*** PROVIDED INFORMATION Section Begins ***
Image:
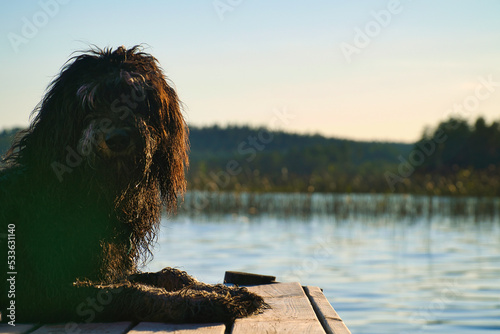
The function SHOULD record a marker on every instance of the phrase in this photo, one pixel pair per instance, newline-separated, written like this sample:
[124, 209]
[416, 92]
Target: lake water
[388, 264]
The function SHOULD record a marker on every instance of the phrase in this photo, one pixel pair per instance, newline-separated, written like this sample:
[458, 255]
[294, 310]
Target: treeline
[455, 158]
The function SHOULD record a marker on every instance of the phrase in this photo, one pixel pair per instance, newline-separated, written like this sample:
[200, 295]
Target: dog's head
[111, 114]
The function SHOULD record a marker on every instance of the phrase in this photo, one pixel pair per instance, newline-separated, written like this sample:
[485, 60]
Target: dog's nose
[118, 140]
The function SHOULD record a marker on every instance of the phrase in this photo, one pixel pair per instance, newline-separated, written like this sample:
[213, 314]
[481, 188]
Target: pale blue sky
[242, 65]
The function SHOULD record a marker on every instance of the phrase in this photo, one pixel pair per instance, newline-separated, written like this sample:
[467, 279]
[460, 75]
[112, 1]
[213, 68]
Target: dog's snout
[118, 140]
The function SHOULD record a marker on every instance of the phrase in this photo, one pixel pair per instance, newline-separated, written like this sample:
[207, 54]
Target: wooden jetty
[294, 309]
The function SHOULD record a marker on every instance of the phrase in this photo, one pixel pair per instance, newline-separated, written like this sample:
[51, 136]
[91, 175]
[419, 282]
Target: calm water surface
[383, 270]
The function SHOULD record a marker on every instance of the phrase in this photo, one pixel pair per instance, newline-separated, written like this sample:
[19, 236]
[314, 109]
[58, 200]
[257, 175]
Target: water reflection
[388, 264]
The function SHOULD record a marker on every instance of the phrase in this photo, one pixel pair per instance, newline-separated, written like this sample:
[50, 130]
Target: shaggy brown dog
[81, 194]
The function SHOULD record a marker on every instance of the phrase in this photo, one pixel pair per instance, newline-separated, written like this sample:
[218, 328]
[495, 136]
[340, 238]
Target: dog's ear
[171, 158]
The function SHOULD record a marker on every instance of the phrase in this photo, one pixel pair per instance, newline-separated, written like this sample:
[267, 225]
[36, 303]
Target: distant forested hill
[456, 158]
[244, 158]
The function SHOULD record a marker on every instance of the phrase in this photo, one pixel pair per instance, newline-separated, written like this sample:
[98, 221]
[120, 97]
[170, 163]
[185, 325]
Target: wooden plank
[327, 315]
[90, 328]
[271, 327]
[290, 312]
[160, 328]
[17, 329]
[278, 290]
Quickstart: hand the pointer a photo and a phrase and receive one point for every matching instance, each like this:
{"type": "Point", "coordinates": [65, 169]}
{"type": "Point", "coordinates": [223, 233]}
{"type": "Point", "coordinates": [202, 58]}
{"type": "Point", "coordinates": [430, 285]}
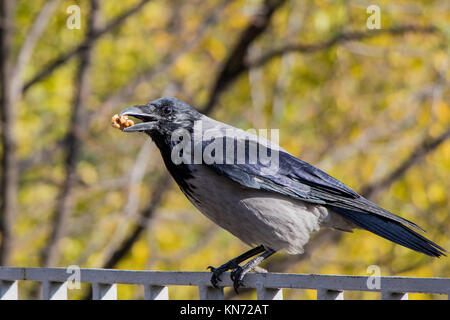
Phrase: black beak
{"type": "Point", "coordinates": [144, 113]}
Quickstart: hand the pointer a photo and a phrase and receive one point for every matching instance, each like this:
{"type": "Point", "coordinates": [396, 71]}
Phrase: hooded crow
{"type": "Point", "coordinates": [256, 190]}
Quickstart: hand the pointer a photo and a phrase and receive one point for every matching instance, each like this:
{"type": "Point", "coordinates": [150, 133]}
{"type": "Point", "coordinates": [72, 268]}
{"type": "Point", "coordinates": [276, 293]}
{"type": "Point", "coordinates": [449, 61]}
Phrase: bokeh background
{"type": "Point", "coordinates": [370, 107]}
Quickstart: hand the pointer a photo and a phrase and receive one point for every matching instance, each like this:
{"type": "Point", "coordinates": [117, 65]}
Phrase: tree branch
{"type": "Point", "coordinates": [234, 65]}
{"type": "Point", "coordinates": [9, 173]}
{"type": "Point", "coordinates": [26, 50]}
{"type": "Point", "coordinates": [72, 142]}
{"type": "Point", "coordinates": [63, 58]}
{"type": "Point", "coordinates": [336, 40]}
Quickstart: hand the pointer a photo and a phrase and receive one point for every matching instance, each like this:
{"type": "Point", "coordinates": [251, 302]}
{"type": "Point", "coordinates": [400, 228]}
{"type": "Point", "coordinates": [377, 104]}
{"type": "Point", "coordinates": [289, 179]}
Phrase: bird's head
{"type": "Point", "coordinates": [162, 117]}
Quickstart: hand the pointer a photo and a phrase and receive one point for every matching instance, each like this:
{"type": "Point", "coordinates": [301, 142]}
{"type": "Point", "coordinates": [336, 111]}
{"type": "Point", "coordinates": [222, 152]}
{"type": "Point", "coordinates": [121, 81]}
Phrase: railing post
{"type": "Point", "coordinates": [9, 290]}
{"type": "Point", "coordinates": [54, 290]}
{"type": "Point", "coordinates": [104, 291]}
{"type": "Point", "coordinates": [152, 292]}
{"type": "Point", "coordinates": [326, 294]}
{"type": "Point", "coordinates": [210, 293]}
{"type": "Point", "coordinates": [387, 295]}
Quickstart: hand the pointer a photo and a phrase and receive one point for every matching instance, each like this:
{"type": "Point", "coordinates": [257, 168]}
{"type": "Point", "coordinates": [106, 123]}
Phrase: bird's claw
{"type": "Point", "coordinates": [215, 278]}
{"type": "Point", "coordinates": [237, 276]}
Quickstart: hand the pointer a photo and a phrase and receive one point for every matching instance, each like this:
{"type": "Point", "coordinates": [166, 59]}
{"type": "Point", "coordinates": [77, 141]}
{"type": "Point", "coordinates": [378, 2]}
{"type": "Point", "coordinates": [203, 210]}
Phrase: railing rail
{"type": "Point", "coordinates": [269, 286]}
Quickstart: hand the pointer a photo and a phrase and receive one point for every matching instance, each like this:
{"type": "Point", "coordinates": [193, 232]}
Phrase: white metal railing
{"type": "Point", "coordinates": [269, 286]}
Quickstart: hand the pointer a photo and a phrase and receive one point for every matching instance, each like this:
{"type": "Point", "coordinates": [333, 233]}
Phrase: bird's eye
{"type": "Point", "coordinates": [166, 110]}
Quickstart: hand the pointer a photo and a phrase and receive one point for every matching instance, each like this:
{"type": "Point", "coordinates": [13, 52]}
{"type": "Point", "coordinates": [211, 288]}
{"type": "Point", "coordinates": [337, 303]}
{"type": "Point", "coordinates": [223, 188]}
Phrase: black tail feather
{"type": "Point", "coordinates": [393, 231]}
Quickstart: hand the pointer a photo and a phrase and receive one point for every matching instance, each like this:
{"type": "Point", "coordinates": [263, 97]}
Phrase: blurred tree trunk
{"type": "Point", "coordinates": [8, 117]}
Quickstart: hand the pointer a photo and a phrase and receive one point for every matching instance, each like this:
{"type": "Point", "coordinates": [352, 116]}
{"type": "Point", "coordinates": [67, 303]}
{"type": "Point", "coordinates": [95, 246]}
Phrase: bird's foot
{"type": "Point", "coordinates": [237, 276]}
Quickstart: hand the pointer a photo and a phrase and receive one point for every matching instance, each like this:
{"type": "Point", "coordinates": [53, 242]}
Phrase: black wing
{"type": "Point", "coordinates": [298, 179]}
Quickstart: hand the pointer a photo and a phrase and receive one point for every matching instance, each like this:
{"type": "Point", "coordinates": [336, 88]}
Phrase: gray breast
{"type": "Point", "coordinates": [256, 216]}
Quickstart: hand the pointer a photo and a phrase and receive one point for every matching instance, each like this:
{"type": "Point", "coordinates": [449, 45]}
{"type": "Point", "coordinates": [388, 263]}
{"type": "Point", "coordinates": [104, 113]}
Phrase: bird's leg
{"type": "Point", "coordinates": [237, 275]}
{"type": "Point", "coordinates": [233, 264]}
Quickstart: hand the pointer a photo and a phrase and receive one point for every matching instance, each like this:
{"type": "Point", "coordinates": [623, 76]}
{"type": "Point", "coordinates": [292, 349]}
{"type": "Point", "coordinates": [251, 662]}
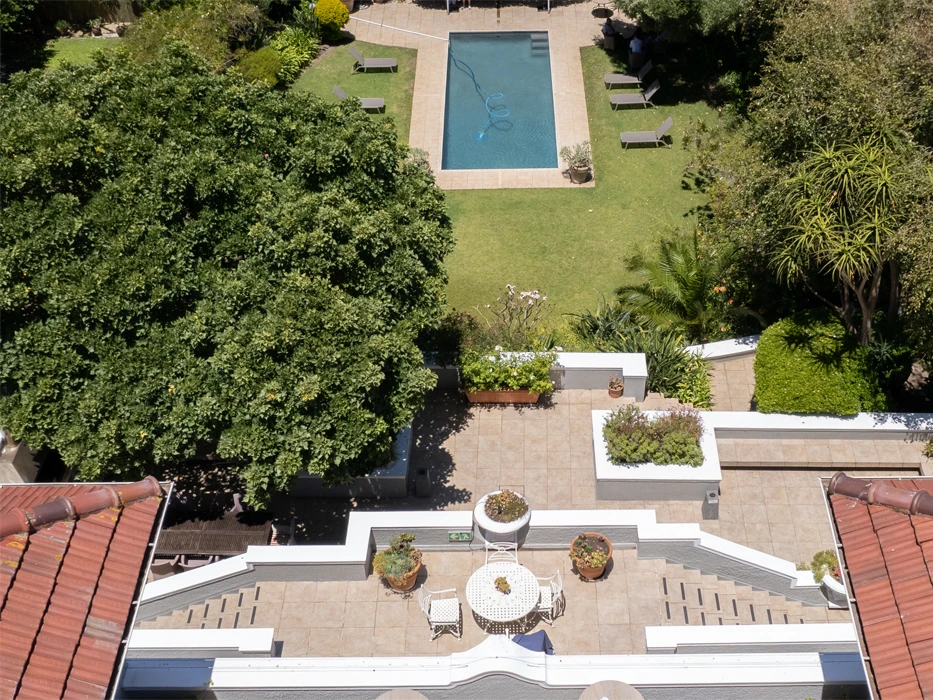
*** PROVIDED INFORMATION Section Ends ***
WHAT THE TASK ASKS: Reproduce the entries above without change, omitting all pictures.

ANSWER SECTION:
Image:
The function SHOULD record a marker on every instance of the phrase in this photo, one pixel pair per instance, newline-separated, written like this sample:
[124, 209]
[416, 92]
Target: lake water
[388, 264]
The function SHOULD record a marker on every instance of the phrase in this photo, one pixel pair per instance, newline-separated, written like this sample:
[458, 255]
[294, 310]
Target: treeline
[455, 158]
The function SHOULD record a marker on every instance of the phrase in this photo, one pixel pair per instance, newline-separated, written like this sample:
[200, 295]
Target: dog's head
[111, 114]
The function SHOULD record a marker on every instance of the phrase in this photo, one pixel pair per instance, newline-separated, written like this sample:
[485, 60]
Target: dog's nose
[118, 140]
The function SHOULD record a marker on every instance of the phrase in this photo, one pixel pair per instance, newline-separated, written like this sample:
[213, 314]
[481, 188]
Target: pale blue sky
[242, 65]
The function SHOULD record a marker on every instance of the phrase in this photo, one pixel pair per instance, newline-separated, written like this sample:
[467, 279]
[460, 75]
[112, 1]
[213, 68]
Target: dog's snout
[118, 140]
The function SHOULD record a marker on every instance of the phrase in this photo, one pixel pair per instance, newline-separated, written like this sample:
[207, 54]
Target: wooden jetty
[294, 309]
The function SHOULD record a marker on every instance of the phrase in this photo, one pixel pair per instance, newline-separated, written like this sample:
[51, 136]
[91, 175]
[419, 282]
Target: calm water surface
[383, 270]
The function SHOULD record a marker on every instance of the phrase in this photo, one pixel pair per instance, newline-separated, written like this sample:
[19, 236]
[314, 109]
[58, 200]
[257, 175]
Target: water reflection
[388, 264]
The function SHOULD record a marker on every instance of the phrase in this photo, one pixel pair per instance, newline-separated, written like this sample:
[50, 130]
Target: shaggy brown dog
[81, 194]
The function SHOULD record a marker on every instance of the phrase in this photo, one pixel pair per instance, newline-separated, written like this sample:
[218, 328]
[495, 136]
[340, 238]
Target: dog's ear
[171, 158]
The function SHOULD record a marker on every instance of the phrase in this photo, one pixel pair per instance, newline-separated, written like this sample:
[267, 225]
[36, 303]
Target: distant forested hill
[456, 158]
[244, 158]
The function SHOULD record a marker on every instance of the phrase in this photo, one pixel pair per instance, newline-separated, written like this sample:
[98, 221]
[120, 97]
[170, 163]
[185, 325]
Target: wooden plank
[327, 315]
[90, 328]
[271, 327]
[290, 312]
[160, 328]
[17, 329]
[278, 290]
Quickstart: hand the pointer a photo and a phrase and receive one point for every matching instance, each like this:
{"type": "Point", "coordinates": [65, 169]}
{"type": "Point", "coordinates": [223, 233]}
{"type": "Point", "coordinates": [202, 58]}
{"type": "Point", "coordinates": [430, 285]}
Phrase: black beak
{"type": "Point", "coordinates": [144, 113]}
Quickstart: hand the pointer a photo and a phrase and receive one point for every matching instance, each like this:
{"type": "Point", "coordinates": [396, 71]}
Phrase: hooded crow
{"type": "Point", "coordinates": [256, 190]}
Quickstart: hand the pointer a photo and a phrase and receive one point for every matching instance, each like this:
{"type": "Point", "coordinates": [150, 133]}
{"type": "Point", "coordinates": [72, 268]}
{"type": "Point", "coordinates": [276, 293]}
{"type": "Point", "coordinates": [449, 61]}
Phrase: bokeh background
{"type": "Point", "coordinates": [370, 107]}
Quickstart: hand the pointer a photo and a phrase and receive one point for every matching instance, each like this:
{"type": "Point", "coordinates": [117, 65]}
Phrase: tree branch
{"type": "Point", "coordinates": [234, 65]}
{"type": "Point", "coordinates": [9, 173]}
{"type": "Point", "coordinates": [26, 50]}
{"type": "Point", "coordinates": [72, 142]}
{"type": "Point", "coordinates": [63, 58]}
{"type": "Point", "coordinates": [336, 40]}
Quickstart: hand the pointer a photo and a phrase and receive one point for every matching instance, each like this:
{"type": "Point", "coordinates": [251, 302]}
{"type": "Point", "coordinates": [400, 228]}
{"type": "Point", "coordinates": [377, 104]}
{"type": "Point", "coordinates": [289, 179]}
Phrase: bird's head
{"type": "Point", "coordinates": [162, 117]}
Quickstart: hand the pointer a photo and a phrase and receive one point for every matching instance, each like this:
{"type": "Point", "coordinates": [301, 142]}
{"type": "Point", "coordinates": [336, 111]}
{"type": "Point", "coordinates": [222, 152]}
{"type": "Point", "coordinates": [121, 81]}
Phrase: railing post
{"type": "Point", "coordinates": [9, 290]}
{"type": "Point", "coordinates": [54, 290]}
{"type": "Point", "coordinates": [104, 291]}
{"type": "Point", "coordinates": [152, 292]}
{"type": "Point", "coordinates": [326, 294]}
{"type": "Point", "coordinates": [210, 293]}
{"type": "Point", "coordinates": [387, 295]}
Quickstart: hand the pointer a photo and a phrase and receive one point for every matching instance, each like this:
{"type": "Point", "coordinates": [257, 168]}
{"type": "Point", "coordinates": [106, 123]}
Phrase: bird's claw
{"type": "Point", "coordinates": [215, 278]}
{"type": "Point", "coordinates": [237, 276]}
Quickstart: hand the pointer a photo and a phrase and receive one point for every matching instance, each like this:
{"type": "Point", "coordinates": [166, 59]}
{"type": "Point", "coordinates": [77, 141]}
{"type": "Point", "coordinates": [378, 2]}
{"type": "Point", "coordinates": [203, 210]}
Phrase: railing rail
{"type": "Point", "coordinates": [269, 286]}
Quickstart: hand the pointer a photo and a phrase and receive one point for every matching instance, each like this:
{"type": "Point", "coordinates": [193, 232]}
Phrase: white metal railing
{"type": "Point", "coordinates": [269, 286]}
Quickstart: hand the pointer a photo and a phrase and receive one point for every matching instance, each like this:
{"type": "Point", "coordinates": [333, 233]}
Phrase: bird's eye
{"type": "Point", "coordinates": [166, 110]}
Quickstart: hand the pointer a photo and a phrase and receive one point for every matching instance, each like this:
{"type": "Point", "coordinates": [13, 52]}
{"type": "Point", "coordinates": [211, 288]}
{"type": "Point", "coordinates": [337, 303]}
{"type": "Point", "coordinates": [223, 188]}
Phrase: black tail feather
{"type": "Point", "coordinates": [393, 231]}
Quickstart: hand the pointer a photo and a phrase and receive one point for every matching instance, each like this:
{"type": "Point", "coordinates": [263, 97]}
Phrase: blurred tree trunk
{"type": "Point", "coordinates": [8, 117]}
Quickstart: hand the pointer a photo and a phrase and receive one point for every matching instance, each like this:
{"type": "Point", "coordinates": [352, 116]}
{"type": "Point", "coordinates": [67, 303]}
{"type": "Point", "coordinates": [95, 246]}
Phrase: bird's foot
{"type": "Point", "coordinates": [237, 276]}
Quickstart: hand the pointer a photo and a phrase and receive one point for every matching instance, each like this:
{"type": "Point", "coordinates": [53, 242]}
Phrase: black wing
{"type": "Point", "coordinates": [298, 179]}
Quickstart: hand the pointer a photo and a phrase and receive one point for every matching instance, each like this:
{"type": "Point", "coordinates": [336, 88]}
Phrase: gray breast
{"type": "Point", "coordinates": [256, 216]}
Quickstart: hand the pointer a photo and a phrase and receive one point for every matching instance, each like this:
{"type": "Point", "coordinates": [449, 45]}
{"type": "Point", "coordinates": [388, 263]}
{"type": "Point", "coordinates": [104, 113]}
Phrase: bird's leg
{"type": "Point", "coordinates": [237, 275]}
{"type": "Point", "coordinates": [233, 264]}
Quickstart: hand the pointer a photo and a phrase and receive one point for every matching instance, each like this:
{"type": "Point", "coordinates": [623, 76]}
{"type": "Point", "coordinates": [292, 349]}
{"type": "Point", "coordinates": [251, 662]}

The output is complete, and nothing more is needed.